**Written instruction**
Output the material below in full, exactly as it is.

**Records shown**
— start —

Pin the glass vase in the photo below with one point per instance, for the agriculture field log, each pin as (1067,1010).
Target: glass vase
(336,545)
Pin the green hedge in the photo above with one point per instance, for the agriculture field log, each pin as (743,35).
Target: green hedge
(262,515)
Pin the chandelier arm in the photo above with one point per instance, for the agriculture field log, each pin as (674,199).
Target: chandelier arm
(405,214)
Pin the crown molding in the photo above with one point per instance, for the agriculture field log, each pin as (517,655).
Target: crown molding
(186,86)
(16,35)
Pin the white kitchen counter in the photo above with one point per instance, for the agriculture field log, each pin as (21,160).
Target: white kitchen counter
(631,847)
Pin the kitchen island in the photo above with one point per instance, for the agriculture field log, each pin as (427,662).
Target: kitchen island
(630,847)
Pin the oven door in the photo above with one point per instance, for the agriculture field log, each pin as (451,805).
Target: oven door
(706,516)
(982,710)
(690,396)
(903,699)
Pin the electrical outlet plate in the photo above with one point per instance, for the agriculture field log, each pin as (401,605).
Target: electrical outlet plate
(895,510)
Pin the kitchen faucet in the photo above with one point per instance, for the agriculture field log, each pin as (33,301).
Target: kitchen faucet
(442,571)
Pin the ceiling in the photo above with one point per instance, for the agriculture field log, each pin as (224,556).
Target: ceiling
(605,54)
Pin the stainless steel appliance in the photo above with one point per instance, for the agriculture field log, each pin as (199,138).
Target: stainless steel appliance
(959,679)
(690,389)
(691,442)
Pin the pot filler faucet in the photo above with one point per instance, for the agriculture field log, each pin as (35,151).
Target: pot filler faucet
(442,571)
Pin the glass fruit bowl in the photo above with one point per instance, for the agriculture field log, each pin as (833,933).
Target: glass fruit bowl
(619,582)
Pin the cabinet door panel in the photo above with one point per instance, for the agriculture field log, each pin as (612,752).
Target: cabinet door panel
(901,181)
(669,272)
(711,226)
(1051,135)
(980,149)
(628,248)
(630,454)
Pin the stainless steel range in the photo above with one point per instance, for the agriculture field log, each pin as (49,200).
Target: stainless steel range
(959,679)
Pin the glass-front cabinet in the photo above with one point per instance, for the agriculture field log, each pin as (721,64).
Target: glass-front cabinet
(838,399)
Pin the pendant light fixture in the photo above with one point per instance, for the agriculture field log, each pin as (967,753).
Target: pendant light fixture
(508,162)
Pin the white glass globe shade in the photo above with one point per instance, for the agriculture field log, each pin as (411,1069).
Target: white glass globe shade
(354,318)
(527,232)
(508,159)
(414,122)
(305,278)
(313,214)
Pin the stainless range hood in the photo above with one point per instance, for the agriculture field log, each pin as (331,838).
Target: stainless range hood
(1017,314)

— end —

**Solution below**
Pin the glass vase in the photo below with one point per instance, for the agriculture field log, each pin as (1067,1010).
Target: glass vase
(336,545)
Pin the green hedge in the photo above with one point per instance, for the agriculture field log, each pin as (743,35).
Target: green hedge
(262,515)
Pin the chandelier arm in the photo above with one point per instance, for the agriculture field log, each pin as (674,199).
Target: chandelier arm
(405,214)
Pin the crown molding in the photo above with one point per instance, for the agriculture field log, each pin as (517,655).
Target: crown molding
(186,86)
(16,35)
Pin the white kitchen counter in the photo above with one point per instance, for the agriculture field log, each pin as (21,160).
Target: white kitchen counter
(631,847)
Pin the kitchen island in the photo above with one point per instance, for the agriculture field log, each pin as (427,662).
Target: kitchen island
(630,847)
Pin the oven door in the photo above with one point per instance, for the agriculture field log, each pin as (451,805).
Target: oven door
(706,516)
(982,710)
(690,396)
(903,699)
Pin the electrical outlet plate in the photo above with one point per instance, for the agriculture field log, each pin as (401,605).
Target: electrical outlet plate
(895,510)
Pin the kitchen faucet in the photo above with one point per instance, for the agriculture field log, each pin as (33,301).
Target: kitchen faucet
(442,571)
Pin the ceiling in the photo above with one point per instance, for the agriculture field log, each pin as (224,556).
Target: ceiling
(605,54)
Pin the stainless steel appliance in the photo above with one point per instance, for the agriculture field log, each pin as (199,138).
Target: stainless steel appliance
(959,679)
(690,389)
(691,442)
Pin the pot filler faucet in the photo above with one point per instance, for the agriculture field log, each pin as (35,151).
Target: pot filler faucet
(442,571)
Pin the glass fruit bowl in the photo above with one point per instance, for the agriculture field log, each pin as (833,933).
Target: glass fruit bowl
(619,582)
Pin the cabinet door panel in the photo above with one point per instance, for the agriculture field log, each pin as (612,752).
Target: cabinet door panel
(901,181)
(669,272)
(711,226)
(1051,135)
(980,149)
(628,248)
(630,454)
Pin the stainless steel range in the photo above with one point per instance, for the agriculture field log, each pin as (49,200).
Target: stainless steel range
(959,679)
Pin the glass-front cabinet in the photo above with one point per instance, for the agriculture field log, each pin as (721,64).
Target: glass-front cabinet
(838,399)
Pin the pendant light fixture in the photo above with one point per instance, for the agriculture field log, each pin as (967,753).
Target: pendant light fixture
(508,162)
Pin the white glass globe shade in the photo above with one point per instance, for the agriculture field log, each pin as (411,1069).
Target: white glass globe shade
(354,318)
(527,232)
(508,159)
(414,122)
(305,278)
(313,214)
Pin the stainless range hood in the photo above with one point per instance, for the agriculture field log, each pin as (331,838).
Target: stainless range hood
(1017,314)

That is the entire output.